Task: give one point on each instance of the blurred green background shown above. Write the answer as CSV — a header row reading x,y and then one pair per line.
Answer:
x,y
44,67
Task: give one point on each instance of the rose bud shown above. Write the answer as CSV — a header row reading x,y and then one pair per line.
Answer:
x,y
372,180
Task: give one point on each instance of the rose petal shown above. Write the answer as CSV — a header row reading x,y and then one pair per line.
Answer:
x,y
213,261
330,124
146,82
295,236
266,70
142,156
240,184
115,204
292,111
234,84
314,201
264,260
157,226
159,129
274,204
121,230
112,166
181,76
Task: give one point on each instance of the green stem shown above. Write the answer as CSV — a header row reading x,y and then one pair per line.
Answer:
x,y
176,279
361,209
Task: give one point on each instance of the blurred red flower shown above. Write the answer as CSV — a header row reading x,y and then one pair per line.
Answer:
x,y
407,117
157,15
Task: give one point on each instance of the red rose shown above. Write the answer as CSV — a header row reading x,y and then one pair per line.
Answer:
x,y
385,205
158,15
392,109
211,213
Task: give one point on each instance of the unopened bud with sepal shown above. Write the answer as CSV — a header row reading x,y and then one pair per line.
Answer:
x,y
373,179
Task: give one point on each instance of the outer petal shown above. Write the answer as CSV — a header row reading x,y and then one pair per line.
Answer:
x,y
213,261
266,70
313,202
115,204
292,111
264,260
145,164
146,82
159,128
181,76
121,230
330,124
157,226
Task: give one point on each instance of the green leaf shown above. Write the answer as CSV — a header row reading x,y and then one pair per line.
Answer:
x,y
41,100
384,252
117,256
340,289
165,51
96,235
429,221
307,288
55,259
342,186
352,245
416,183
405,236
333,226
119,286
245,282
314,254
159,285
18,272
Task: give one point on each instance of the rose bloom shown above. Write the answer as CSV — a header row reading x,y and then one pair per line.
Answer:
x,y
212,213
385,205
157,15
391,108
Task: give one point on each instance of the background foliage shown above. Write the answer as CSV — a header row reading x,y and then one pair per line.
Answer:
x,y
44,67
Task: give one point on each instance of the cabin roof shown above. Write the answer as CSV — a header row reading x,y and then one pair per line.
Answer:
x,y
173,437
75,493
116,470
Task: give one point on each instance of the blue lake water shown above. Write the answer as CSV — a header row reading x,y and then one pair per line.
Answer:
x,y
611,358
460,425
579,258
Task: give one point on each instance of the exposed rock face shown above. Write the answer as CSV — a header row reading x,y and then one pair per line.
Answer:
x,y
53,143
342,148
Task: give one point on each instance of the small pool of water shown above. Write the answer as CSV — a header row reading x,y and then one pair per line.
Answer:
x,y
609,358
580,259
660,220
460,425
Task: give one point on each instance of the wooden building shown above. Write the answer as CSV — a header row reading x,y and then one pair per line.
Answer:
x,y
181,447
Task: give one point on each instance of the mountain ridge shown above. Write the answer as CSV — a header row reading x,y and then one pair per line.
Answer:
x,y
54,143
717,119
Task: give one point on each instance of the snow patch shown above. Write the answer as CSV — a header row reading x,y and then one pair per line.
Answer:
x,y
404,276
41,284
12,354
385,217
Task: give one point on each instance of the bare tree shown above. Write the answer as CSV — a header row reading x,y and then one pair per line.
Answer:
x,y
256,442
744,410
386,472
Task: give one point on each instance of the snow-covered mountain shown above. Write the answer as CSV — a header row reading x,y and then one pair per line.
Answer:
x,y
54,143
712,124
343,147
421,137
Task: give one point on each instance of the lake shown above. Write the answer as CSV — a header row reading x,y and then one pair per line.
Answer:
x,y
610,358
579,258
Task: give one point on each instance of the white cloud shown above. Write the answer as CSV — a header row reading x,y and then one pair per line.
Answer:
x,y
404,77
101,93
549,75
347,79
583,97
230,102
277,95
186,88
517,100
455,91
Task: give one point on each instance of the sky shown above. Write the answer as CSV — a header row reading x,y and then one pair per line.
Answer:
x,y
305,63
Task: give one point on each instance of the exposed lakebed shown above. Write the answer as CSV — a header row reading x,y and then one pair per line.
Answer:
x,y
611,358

## Challenge
Repeat exactly the lines from the line containing "Task: give one point on each instance of the white" through the last line of the records above, including both, and nothing else.

## Complete response
Task: give one point on each instance of the white cloud shown above. Write the answer as CSV — a header row reading x,y and then one pair per line.
Answer:
x,y
404,77
101,93
549,75
347,79
583,97
230,102
277,95
186,88
517,100
455,91
Task: give one point on each instance of the sky shown above. Write the answer as CSV — a header row reading x,y and then one pair per line.
Answer:
x,y
305,63
Task: give one point on each instance of the exposed lakebed shown above. Write the answer as CSV — a header row reading x,y and then one pair per line.
Answer:
x,y
611,358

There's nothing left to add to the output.